== GIVEN DATA ==
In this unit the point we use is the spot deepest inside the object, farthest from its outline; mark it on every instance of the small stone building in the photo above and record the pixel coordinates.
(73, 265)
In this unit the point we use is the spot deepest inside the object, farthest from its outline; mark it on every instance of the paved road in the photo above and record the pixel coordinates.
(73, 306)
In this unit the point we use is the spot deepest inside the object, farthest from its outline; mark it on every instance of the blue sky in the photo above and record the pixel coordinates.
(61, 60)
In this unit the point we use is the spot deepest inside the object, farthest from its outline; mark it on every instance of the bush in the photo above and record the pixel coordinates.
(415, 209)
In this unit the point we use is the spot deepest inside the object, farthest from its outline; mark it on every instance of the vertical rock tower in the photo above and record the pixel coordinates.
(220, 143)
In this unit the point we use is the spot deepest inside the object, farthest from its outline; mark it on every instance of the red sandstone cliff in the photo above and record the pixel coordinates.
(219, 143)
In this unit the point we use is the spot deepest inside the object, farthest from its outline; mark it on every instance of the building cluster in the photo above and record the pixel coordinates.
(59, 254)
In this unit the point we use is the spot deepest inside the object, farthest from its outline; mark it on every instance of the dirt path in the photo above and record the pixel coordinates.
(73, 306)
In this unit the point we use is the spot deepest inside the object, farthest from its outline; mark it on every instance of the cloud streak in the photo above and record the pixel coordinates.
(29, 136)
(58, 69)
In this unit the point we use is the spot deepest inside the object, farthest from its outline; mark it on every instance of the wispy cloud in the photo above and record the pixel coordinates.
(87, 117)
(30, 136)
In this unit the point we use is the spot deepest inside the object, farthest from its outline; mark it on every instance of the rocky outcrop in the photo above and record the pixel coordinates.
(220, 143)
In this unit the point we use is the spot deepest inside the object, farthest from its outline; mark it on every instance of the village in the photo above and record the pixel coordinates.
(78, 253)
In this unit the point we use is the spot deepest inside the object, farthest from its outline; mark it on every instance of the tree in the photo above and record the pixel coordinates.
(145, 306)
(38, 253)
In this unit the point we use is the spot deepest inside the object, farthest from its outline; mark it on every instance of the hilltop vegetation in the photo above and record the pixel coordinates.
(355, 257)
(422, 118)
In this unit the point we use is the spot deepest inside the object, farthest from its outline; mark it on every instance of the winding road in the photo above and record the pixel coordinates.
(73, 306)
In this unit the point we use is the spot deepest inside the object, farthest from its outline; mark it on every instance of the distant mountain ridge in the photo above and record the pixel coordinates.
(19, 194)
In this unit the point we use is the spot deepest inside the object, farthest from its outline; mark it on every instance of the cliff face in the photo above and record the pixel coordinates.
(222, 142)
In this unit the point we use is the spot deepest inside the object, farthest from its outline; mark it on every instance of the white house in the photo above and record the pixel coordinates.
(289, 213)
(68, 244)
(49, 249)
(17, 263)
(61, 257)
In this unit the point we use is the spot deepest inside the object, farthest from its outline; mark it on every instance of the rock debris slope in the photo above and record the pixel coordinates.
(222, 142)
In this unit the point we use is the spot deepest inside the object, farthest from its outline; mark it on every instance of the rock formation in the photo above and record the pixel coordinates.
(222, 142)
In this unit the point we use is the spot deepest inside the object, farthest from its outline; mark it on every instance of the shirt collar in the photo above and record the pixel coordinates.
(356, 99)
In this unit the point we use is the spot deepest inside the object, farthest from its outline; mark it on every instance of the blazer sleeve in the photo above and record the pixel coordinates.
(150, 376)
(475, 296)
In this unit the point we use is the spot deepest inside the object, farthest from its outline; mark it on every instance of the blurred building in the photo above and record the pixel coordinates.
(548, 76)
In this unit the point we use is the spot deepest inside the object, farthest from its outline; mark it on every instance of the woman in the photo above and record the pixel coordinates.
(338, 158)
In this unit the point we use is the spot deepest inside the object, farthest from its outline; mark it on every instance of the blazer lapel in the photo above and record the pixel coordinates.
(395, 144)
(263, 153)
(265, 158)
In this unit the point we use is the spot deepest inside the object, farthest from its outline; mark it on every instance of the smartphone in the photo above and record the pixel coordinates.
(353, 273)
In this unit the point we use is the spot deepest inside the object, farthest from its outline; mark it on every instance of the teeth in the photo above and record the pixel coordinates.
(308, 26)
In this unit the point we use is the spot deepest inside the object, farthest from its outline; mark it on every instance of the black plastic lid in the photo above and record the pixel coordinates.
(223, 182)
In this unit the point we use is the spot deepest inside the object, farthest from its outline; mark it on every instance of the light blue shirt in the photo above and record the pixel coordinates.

== SET EXERCISE ==
Output exactly the lines from the one containing "the blazer lapel" through the last line of the entries, both ends included.

== SOLUTION TO THIS TASK ==
In this unit the point we use is the spot deepest inside the object, farthest from its outline; mark it on every instance of the blazer lapel in the photo above and record the pixel coordinates.
(395, 144)
(263, 153)
(265, 158)
In this unit the point we use is the spot deepest inside the object, farthest from its outline; mark it on every instance of the smartphone in the photo above and record the pixel coordinates.
(353, 273)
In this unit the point we use is the spot deepest inside the object, farthest from its outline; mark it on every instance of the teeth in the photo above and record the pixel coordinates.
(308, 26)
In this unit the point we use is the spot deepest inside the object, farthest from its outline; mark it on every instance of the black plastic lid in the photo above and record the pixel coordinates.
(223, 182)
In this unit the point we use is the spot deepest inside the object, farthest from its outline; mark it on every instance of the light blue shirt in the photo above and record the pixel coordinates.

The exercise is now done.